▸ TASK DESCRIPTION: Starting at the first line of the data below, write out each line exactly until you reach the line containing "Category: cat's chest", and include that line too.

_ _ _ _ _

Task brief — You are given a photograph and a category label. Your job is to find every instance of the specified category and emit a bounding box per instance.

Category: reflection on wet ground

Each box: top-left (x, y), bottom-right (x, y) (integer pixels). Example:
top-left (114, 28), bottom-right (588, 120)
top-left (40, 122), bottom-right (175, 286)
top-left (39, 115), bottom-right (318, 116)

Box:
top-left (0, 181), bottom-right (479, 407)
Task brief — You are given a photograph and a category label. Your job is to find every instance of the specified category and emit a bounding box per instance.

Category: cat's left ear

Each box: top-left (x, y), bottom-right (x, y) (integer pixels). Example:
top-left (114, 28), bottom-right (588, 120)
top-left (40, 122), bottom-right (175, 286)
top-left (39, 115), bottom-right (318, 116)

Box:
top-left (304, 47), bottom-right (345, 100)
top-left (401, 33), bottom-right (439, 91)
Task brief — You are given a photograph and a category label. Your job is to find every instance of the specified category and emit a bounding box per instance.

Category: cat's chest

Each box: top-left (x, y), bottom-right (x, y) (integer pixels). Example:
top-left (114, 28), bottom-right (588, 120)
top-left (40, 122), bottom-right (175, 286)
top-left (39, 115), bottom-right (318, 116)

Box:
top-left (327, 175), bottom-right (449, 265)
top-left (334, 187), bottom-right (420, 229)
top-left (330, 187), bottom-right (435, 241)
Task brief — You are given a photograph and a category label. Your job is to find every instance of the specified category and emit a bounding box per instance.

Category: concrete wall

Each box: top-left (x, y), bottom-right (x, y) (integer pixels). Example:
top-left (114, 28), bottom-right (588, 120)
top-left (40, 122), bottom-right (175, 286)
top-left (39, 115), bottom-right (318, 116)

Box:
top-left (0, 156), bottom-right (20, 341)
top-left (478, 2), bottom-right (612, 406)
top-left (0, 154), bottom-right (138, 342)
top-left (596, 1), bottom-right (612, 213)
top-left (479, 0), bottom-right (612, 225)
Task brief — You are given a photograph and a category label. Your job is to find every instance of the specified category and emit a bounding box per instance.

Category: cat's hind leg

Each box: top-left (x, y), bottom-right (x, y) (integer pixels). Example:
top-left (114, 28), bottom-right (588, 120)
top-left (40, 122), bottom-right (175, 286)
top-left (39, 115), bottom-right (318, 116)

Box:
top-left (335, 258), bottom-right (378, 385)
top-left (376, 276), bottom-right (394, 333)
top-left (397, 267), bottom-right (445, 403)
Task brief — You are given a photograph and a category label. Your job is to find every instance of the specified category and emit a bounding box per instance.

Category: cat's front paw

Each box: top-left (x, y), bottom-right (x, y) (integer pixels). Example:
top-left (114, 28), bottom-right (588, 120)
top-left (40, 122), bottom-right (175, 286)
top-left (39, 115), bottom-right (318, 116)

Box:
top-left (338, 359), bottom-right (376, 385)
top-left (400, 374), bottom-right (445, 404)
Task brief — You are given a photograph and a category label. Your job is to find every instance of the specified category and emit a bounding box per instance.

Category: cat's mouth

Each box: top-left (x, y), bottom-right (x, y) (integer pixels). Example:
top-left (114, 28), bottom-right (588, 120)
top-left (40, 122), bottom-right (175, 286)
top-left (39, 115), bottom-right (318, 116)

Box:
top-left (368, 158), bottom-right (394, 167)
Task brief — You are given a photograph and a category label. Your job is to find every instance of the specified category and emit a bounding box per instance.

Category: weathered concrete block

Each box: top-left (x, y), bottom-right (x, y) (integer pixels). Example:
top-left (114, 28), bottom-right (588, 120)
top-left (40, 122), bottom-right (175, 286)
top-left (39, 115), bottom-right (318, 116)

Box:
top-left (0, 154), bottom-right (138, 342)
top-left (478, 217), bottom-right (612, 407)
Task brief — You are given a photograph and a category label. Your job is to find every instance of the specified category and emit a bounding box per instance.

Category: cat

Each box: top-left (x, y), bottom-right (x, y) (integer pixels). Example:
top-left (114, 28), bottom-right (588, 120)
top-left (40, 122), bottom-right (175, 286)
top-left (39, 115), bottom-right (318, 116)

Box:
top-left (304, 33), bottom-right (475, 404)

_ _ _ _ _

▸ ANSWER SPACE:
Task brief — You are given a photograph and a category label. Your job is to find every instance of the specified category and emit a bounding box per instance.

Category: reflection on wet ground

Each box: top-left (x, y), bottom-right (x, y) (integer pixels). Example:
top-left (114, 28), bottom-right (588, 120)
top-left (40, 122), bottom-right (175, 286)
top-left (39, 115), bottom-right (318, 116)

Box:
top-left (0, 181), bottom-right (479, 407)
Task brief — You are given a photograph and a category label. Your job is to find every instance of the specified category and emit a bounding box per instance.

Category: cat's left ear

Each box: top-left (x, y), bottom-right (x, y) (integer pixels). Example:
top-left (114, 28), bottom-right (588, 120)
top-left (40, 122), bottom-right (175, 286)
top-left (39, 115), bottom-right (318, 116)

Box:
top-left (304, 47), bottom-right (345, 100)
top-left (401, 33), bottom-right (439, 91)
Task brief — You are given a photograph and a category label. Your job is to find every instance of the specified category and emit a bounding box per instance.

Category: cat's chest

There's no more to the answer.